Copy out the records again, starting with the line containing "Guideline: mark the grass" and going on through the line containing "693], [1211, 686]]", and only those lines. In the answers, shift every point coordinate by adding 58 to it, and leave the numbers in the sample forms unchanged.

Task data:

[Begin]

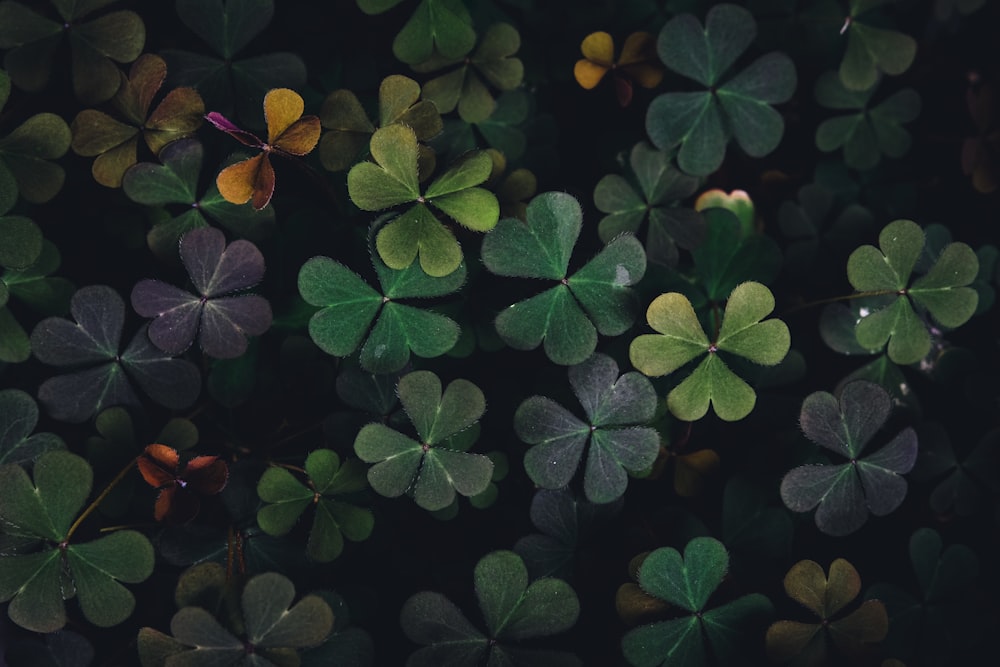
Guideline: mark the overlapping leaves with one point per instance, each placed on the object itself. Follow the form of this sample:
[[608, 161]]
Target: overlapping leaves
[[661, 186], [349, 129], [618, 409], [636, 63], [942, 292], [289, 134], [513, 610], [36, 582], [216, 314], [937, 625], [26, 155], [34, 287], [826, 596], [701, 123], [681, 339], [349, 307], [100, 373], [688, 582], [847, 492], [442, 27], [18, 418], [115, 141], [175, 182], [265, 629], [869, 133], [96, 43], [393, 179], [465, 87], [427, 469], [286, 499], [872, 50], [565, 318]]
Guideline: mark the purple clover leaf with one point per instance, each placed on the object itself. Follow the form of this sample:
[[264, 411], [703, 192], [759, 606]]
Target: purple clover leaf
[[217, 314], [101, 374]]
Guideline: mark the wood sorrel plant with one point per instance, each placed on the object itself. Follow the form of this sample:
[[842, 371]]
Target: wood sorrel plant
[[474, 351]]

[End]
[Begin]

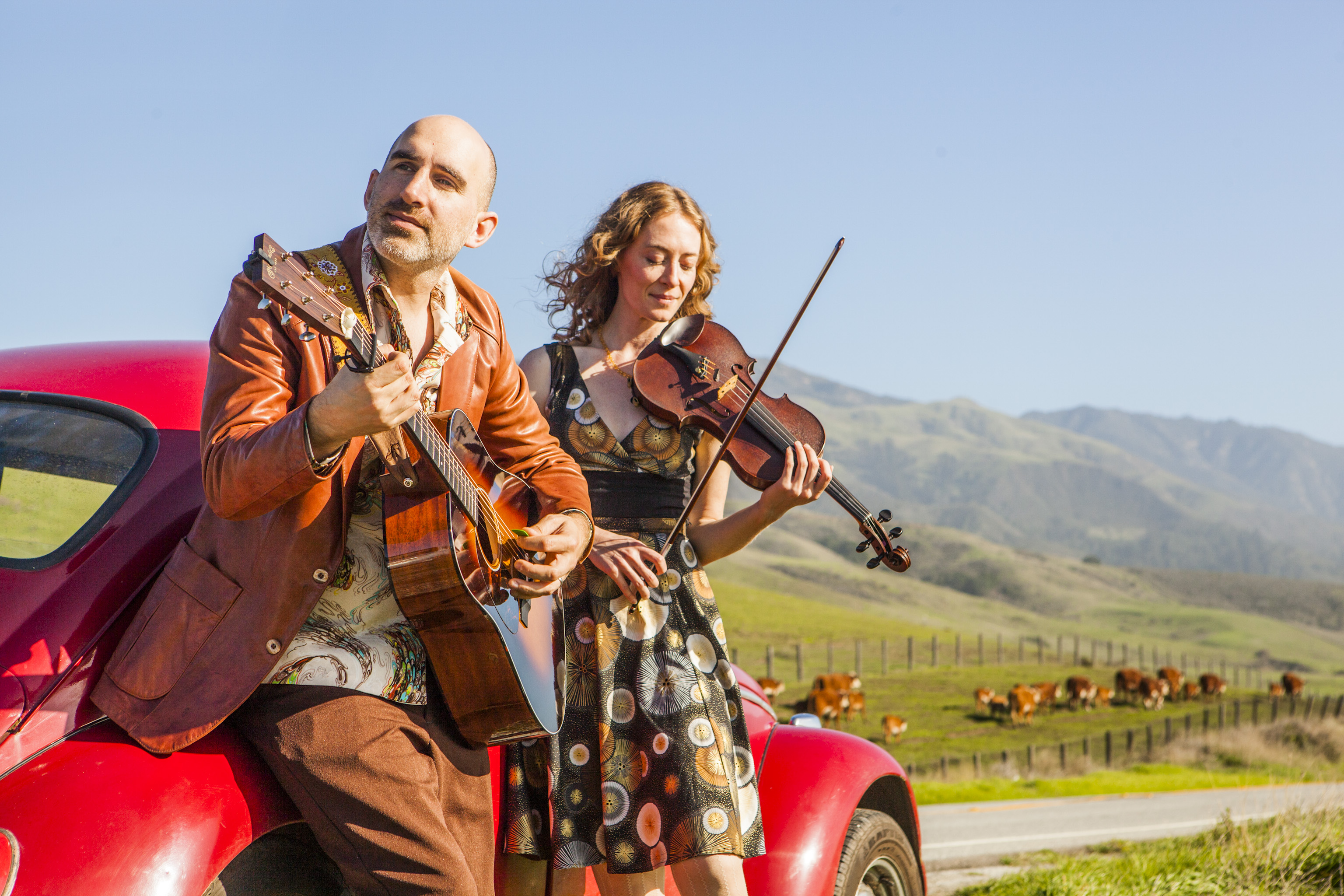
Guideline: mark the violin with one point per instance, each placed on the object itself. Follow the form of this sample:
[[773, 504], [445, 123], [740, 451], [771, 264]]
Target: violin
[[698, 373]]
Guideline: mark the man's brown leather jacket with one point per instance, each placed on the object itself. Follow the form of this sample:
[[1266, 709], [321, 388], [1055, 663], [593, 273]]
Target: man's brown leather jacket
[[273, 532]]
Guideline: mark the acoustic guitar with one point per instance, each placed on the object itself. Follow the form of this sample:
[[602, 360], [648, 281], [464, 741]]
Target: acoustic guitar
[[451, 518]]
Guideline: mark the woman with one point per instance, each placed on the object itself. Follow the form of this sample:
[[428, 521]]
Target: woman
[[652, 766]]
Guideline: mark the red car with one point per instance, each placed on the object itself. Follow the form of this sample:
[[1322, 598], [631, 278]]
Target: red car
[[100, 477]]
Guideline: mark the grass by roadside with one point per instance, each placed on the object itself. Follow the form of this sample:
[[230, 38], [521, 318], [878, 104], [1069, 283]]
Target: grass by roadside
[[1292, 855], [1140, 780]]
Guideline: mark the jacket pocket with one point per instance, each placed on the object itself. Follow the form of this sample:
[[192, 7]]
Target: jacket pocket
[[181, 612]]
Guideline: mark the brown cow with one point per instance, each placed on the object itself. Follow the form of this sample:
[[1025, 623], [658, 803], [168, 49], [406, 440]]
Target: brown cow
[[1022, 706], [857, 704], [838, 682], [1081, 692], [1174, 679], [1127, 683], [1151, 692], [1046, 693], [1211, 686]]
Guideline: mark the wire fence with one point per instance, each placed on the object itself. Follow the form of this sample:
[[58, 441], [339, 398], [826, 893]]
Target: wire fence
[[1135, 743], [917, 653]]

[End]
[Begin]

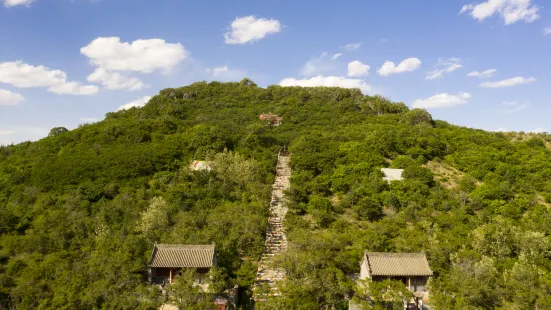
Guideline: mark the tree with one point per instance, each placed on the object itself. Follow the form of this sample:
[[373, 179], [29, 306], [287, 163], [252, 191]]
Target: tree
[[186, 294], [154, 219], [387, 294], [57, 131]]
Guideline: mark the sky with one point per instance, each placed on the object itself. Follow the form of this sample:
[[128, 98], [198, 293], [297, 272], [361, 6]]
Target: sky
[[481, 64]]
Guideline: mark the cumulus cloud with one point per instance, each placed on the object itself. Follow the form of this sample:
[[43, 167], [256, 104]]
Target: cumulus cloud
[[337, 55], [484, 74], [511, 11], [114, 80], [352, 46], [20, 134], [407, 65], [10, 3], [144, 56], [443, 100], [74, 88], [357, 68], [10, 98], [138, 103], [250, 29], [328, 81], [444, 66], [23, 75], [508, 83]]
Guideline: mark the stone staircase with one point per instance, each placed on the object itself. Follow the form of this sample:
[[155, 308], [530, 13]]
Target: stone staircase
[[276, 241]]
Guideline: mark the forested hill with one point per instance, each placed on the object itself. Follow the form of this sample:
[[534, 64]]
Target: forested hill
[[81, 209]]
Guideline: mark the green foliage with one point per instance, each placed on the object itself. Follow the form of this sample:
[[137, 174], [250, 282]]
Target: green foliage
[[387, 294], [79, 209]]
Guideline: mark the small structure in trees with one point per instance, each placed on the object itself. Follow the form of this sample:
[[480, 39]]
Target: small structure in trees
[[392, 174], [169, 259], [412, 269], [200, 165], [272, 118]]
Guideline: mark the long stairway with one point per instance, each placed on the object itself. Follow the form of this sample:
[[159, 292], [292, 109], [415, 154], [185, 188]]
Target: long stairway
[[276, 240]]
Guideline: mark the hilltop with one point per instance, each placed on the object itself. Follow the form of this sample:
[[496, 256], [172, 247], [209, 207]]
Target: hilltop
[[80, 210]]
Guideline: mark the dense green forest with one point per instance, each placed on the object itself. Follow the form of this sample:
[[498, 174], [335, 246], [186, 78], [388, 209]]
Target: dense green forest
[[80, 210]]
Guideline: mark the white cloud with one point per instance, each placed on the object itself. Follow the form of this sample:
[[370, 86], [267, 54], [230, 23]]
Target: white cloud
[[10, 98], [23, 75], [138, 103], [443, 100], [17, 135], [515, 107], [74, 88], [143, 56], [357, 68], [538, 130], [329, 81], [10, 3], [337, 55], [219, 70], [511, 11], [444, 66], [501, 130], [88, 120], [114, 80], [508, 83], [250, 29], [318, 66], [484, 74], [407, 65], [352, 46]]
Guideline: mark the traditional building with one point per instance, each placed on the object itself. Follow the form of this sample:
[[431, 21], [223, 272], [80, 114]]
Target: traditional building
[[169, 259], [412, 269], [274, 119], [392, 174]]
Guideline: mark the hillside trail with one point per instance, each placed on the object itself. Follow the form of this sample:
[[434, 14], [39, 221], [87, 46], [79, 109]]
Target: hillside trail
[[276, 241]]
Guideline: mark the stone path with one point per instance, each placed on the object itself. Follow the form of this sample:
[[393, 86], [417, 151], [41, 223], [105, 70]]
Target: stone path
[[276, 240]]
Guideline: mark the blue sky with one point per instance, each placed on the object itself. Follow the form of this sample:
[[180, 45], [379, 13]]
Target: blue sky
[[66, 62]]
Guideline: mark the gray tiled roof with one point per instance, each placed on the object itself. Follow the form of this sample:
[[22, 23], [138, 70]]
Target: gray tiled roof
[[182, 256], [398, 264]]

[End]

Solution to this exercise:
Guideline: mark the grass by roadside with one point per instance, each placed on the object itself. Follow the form of this sample:
[[230, 38], [521, 318], [878, 104], [1069, 283]]
Target: grass by roadside
[[1350, 913], [1198, 838]]
Guideline: mark the jacket pocket with one point per instance, each placed on the object itself. Follow the form of this sample:
[[192, 7]]
Target: jacket pocket
[[239, 670]]
Guideline: mark the brown cow with one point per instance, each placed on the object itself. Follow the form of this sample:
[[1025, 623], [658, 803], [168, 49], [406, 440]]
Target: brown cow
[[1080, 764], [915, 762], [896, 740], [1139, 750], [1232, 737], [1185, 741], [1209, 750], [1104, 751], [1269, 744]]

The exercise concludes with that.